Top of Text

By Clay Lucas
Australia’s criminalisation of cannabis possession does little to stop the drug’s availability, enriches crime gangs, and generates thousands of low-level offences among those who can least afford it.
A report released on Wednesday by the Penington Institute has found arrests in the $5-billion-a-year cannabis trade are hitting poor Australians the hardest.
Mapping of where police prosecutions for cannabis possession took place in the past five years shows 18 out of the 20 council areas with the highest per capita cannabis arrests were also the most disadvantaged. These areas had the highest unemployment, the least educational achievement and the lowest income rankings.
At the other end of the spectrum, the five most advantaged council areas had the fewest arrests for cannabis possession.
In 2016, Australia legalised medicinal cannabis, meaning patients can access cannabis products via a prescription.
This includes cannabis with tetrahydrocannabinol (THC) still in it, making it much the same as the product supplied via illegal drug dealers.
It means those with the money and time to obtain a script for cannabis can buy the drug legally. The most common reasons for a GP to prescribe cannabis are anxiety and insomnia.
In the five years to 2024, the Victorian Crime Statistics Agency reported 64,754 cannabis-related offences. About 83 per cent of these offences were for possessing or using cannabis, while another 9 per cent of charges were for low-level cannabis growing – meaning more than 90 per cent of cannabis offences were unrelated to trafficking.
The report finds that Australia’s anti-drug strategy spends about $3.5 billion on law enforcement, but less than $90 million on harm reduction. Policing of cannabis has neither reduced its availability nor its consumption.
An estimate by University of Melbourne economists valued the annual cannabis market in Australia at $5 billion and found that much of this money ended up in the hands of criminal networks.
Penington Institute chief executive John Ryan said organised crime viewed cannabis as a low-risk and steady source of revenue that helped finance higher-margin trafficking of dangerous drugs such as heroin and methamphetamine. “One senior policeman is quoted in the paper as describing cannabis as ‘the jet fuel of organised crime’,” he said.

Bottom of Text

### [Tasks and exercises]
[1] Answer these from the article on cannabis arrests:
(a) In what year did Australia legalize medicinal cannabis?
(b) How many cannabis-related offences did the Victorian Crime Statistics Agency report in the five years to 2024?
(c) How much does Australia's anti-drug strategy spend on harm reduction?
[2] Using the article on cannabis arrests, please explain in one to three sentences why organized crime values the cannabis trade.
[3] Carry on the article on cannabis arrests from its last sentence.
The data that comes after this article on cannabis arrests has nothing to do with the tasks.

Top of Data listing

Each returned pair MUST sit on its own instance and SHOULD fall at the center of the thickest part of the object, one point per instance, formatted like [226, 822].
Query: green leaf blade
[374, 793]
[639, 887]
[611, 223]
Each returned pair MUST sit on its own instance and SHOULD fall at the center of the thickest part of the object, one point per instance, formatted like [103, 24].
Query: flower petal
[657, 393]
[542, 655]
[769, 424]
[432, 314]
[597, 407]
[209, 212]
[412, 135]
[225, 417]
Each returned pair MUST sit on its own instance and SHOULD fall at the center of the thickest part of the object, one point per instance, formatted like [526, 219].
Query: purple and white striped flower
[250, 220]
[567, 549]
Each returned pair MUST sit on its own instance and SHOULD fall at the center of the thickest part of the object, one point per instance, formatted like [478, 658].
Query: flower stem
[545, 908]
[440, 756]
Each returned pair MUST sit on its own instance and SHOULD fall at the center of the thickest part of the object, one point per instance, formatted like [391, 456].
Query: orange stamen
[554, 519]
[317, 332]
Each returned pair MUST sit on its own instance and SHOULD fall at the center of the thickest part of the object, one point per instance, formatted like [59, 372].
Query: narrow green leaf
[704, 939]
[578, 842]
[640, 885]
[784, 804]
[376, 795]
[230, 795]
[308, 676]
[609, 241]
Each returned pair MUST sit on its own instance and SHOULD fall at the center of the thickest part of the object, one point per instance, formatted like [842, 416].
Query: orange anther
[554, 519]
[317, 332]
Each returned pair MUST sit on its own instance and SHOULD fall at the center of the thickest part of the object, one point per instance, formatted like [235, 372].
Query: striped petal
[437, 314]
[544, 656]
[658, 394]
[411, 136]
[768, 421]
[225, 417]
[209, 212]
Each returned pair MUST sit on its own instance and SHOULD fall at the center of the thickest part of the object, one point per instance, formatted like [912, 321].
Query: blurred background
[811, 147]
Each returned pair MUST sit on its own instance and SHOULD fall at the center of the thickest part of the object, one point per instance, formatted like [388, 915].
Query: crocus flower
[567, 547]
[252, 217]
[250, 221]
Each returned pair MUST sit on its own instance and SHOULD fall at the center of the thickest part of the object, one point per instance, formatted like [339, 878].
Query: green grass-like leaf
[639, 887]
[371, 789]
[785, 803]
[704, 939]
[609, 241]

Bottom of Data listing

### [Per-task outputs]
[1]
(a) 2016
(b) 64,754
(c) Less than $90 million

[2] Organized crime sees cannabis as a low-risk, steady source of revenue. That money helps finance higher-margin trafficking of dangerous drugs such as heroin and methamphetamine.

[3]
Ryan said state and federal governments should consider allowing cannabis to be regulated in much the same way as alcohol and tobacco.
The Penington report found that the regulation of a cannabis market in parts of North America had resulted in far fewer people buying from dealers who obtained the drug illegally – meaning fewer arrests.
Ryan said that current cannabis laws in Australia “for the most part simply generate thousands of arrests for low-level cannabis use and possession offences, which disproportionately impacts people in lower socioeconomic regions”.
Regulating cannabis was, he said, a “sensible pathway” to managing its use and “reducing the harms being shouldered by those we should be striving to help”.
The proposal from the Penington Institute to regulate the cannabis market for adult use is separate from the policy of medicinal cannabis implemented by state and federal governments.
This system is now in widespread use after its introduction in 2016. About 700,000 Australians use cannabis for medicinal purposes each year, Australian Institute of Health and Welfare figures show.
Before regulated access in 2016, Australians got their cannabis from outlawed suppliers. Doctors this week warned that the use of cannabis for medicinal purposes was leading to a significant increase in people being hospitalised with psychosis.
Victorian opposition mental health spokeswoman Emma Kealy said that opening the doors to a regulated cannabis market, as proposed by the Penington Institute, would push the state’s “mental health crisis to breaking point, and all Victorians would pay the price”.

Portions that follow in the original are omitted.